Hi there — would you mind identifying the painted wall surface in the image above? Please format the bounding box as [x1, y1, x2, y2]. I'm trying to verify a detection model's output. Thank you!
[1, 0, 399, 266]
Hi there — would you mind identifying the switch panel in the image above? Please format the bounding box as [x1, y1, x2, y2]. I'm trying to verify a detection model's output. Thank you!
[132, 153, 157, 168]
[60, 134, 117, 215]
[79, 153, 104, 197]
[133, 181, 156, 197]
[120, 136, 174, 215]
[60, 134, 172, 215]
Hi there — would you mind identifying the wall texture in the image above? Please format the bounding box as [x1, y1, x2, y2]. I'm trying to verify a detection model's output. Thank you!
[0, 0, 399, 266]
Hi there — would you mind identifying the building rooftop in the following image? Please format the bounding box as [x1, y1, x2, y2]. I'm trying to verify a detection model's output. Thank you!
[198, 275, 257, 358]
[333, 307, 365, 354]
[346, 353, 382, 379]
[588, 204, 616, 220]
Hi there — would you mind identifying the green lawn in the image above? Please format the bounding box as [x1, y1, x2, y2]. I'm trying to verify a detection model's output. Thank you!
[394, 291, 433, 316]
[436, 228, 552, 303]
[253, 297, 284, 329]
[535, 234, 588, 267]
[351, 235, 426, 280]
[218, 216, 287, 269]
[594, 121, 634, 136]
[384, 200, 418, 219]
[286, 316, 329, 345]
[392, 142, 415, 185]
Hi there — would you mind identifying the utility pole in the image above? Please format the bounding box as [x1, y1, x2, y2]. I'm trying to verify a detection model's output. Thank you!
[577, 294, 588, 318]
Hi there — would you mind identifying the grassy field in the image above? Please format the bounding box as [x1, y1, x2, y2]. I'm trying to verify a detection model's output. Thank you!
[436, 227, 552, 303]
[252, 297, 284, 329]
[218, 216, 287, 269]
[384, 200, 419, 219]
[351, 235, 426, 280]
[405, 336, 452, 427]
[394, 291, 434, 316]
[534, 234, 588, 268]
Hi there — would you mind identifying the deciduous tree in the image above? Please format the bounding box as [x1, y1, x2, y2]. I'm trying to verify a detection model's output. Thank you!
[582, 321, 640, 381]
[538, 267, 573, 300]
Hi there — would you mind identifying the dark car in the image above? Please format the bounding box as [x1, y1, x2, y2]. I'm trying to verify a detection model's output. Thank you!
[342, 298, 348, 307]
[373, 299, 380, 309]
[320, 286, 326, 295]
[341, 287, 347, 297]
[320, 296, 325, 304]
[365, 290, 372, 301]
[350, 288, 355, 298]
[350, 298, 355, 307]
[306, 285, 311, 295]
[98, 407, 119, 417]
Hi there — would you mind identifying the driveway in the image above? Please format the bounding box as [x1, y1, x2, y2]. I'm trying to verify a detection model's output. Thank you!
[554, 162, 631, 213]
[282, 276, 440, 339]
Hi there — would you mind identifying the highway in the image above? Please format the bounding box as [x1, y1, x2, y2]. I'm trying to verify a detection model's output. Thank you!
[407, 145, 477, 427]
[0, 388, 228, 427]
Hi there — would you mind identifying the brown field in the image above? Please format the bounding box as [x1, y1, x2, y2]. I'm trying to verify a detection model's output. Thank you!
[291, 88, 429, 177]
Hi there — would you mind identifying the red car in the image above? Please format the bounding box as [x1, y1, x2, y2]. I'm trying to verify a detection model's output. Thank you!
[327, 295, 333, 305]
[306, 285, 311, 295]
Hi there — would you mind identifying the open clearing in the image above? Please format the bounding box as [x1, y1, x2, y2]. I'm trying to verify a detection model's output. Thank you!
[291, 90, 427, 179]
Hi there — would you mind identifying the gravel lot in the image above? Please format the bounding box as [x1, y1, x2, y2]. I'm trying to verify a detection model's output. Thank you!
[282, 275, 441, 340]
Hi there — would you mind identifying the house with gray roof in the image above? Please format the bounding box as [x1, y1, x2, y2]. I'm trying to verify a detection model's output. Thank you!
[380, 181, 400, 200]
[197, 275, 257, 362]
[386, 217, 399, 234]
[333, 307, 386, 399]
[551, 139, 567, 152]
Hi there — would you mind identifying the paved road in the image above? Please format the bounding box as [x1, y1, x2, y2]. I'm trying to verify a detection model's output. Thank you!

==*==

Repeat the records verbatim, every one of them.

### Task response
Hi there — would you mind identifying the painted wall surface in the image above? Please format the bounding box as [x1, y1, x2, y2]. I'm trying to verify a detection model's output. Thank you!
[1, 0, 399, 266]
Hi there — would you mind identifying the switch panel in the image above? Please format the bounding box as [x1, y1, x2, y2]. I'm trying to verify a detection model's output. Thank you!
[132, 153, 157, 168]
[60, 134, 117, 215]
[79, 153, 104, 197]
[133, 181, 156, 197]
[120, 136, 174, 215]
[60, 134, 172, 215]
Hi there — would you mind identifying the wall texture in the image above? Please format the bounding box as [x1, y1, x2, y2]. I'm trying to verify a detection model's output. Thank you!
[0, 0, 399, 266]
Hi there — would you mind identifying the building rooftop in the following image? Please format the bounding box as [x1, y1, x2, y2]. I'm trying to verify a detection model's output. Thank you!
[198, 275, 257, 358]
[333, 307, 365, 354]
[346, 353, 382, 379]
[588, 204, 616, 220]
Hi there — would you mind identifying the green lawn in the image above? Please format the bounding box as [x1, y1, x2, y2]. I'm trying to verify a detection model's output. Thank you!
[394, 291, 433, 316]
[436, 228, 552, 303]
[253, 297, 284, 329]
[535, 234, 588, 267]
[351, 235, 426, 280]
[218, 216, 287, 269]
[594, 121, 634, 136]
[384, 200, 418, 219]
[286, 316, 329, 345]
[392, 142, 415, 185]
Hi there — would you mind identifying the utility pole in the image above? Please format the bounding box as [x1, y1, x2, y2]. I'm trying to verify a detection model's output. Thank you!
[577, 294, 588, 318]
Hi there — would you mind identifying the grassy field in the image above? Please format the bounding box as [x1, y1, x2, y2]. I'm trying to verify a detection model's output. Thank you!
[436, 227, 552, 303]
[252, 297, 284, 329]
[218, 216, 287, 269]
[384, 200, 419, 219]
[351, 235, 426, 280]
[405, 336, 452, 427]
[394, 291, 434, 316]
[534, 234, 588, 268]
Hi there — would you mind identifying the deciduous tree in the image above? Please format the bounding box as [x1, y1, x2, y2]. I'm trying to verify a detection model's output. Thank you!
[582, 321, 640, 381]
[538, 267, 573, 300]
Hi there — would you mind identifying the dark car in the image above? Please format the bounding box as [x1, y1, x2, y2]. I'm trying to verify a detection model's output. Thank you!
[342, 298, 348, 307]
[373, 299, 380, 309]
[320, 286, 326, 295]
[341, 287, 347, 297]
[320, 296, 325, 304]
[365, 290, 372, 301]
[350, 288, 355, 298]
[350, 298, 355, 307]
[306, 285, 311, 295]
[98, 407, 119, 417]
Hi there — would you mind identifying the driveway in the image above? Please format the bounding box as [x1, y1, x2, y2]. I'm trying to verify a detection model's output. Thank you!
[554, 162, 631, 213]
[282, 276, 440, 339]
Hi there — would you mind identifying the highway in the image above? Please format the bounding box as [x1, y1, x2, y2]. I'm trying to verify a detection model's output. Thank you!
[407, 145, 477, 427]
[0, 388, 228, 427]
Hi there — would you mind identifying the brown field in the image above? Please format the bounding box as [x1, y1, x2, y2]. I'm trying to verify a detection model's output. Thank you!
[291, 88, 429, 177]
Hi there — would you mind identifying the red car in the image above? Please format the bounding box as [x1, y1, x2, y2]. I'm trying to verify a detection model's output. Thank you!
[327, 295, 333, 305]
[306, 285, 311, 295]
Hi there — would you mind identifying the open clearing in the image above? Please format the bounding box as [x1, y1, x2, y2]. I'm trying to verify a detection model's output. Thank you!
[291, 90, 427, 179]
Hi there — would you mind identifying the gravel lot in the image above? Please format the bounding box as [x1, y1, x2, y2]. I'm trying to verify a detection model's output. Thank you!
[282, 275, 441, 340]
Hi there — would you mind identifying the house with gray roof in the image above? Please format the bounding box as [x1, y1, x2, y2]. I'm trying to verify a detection model's output. Thank you!
[380, 181, 400, 200]
[197, 275, 257, 362]
[386, 217, 399, 234]
[333, 307, 386, 399]
[551, 139, 567, 152]
Hi there — would you mind identifying the paved road in the image above? Please format the bounding box as [x1, y1, x2, y2]. I'm trying to verify a detection model's output. Thank you!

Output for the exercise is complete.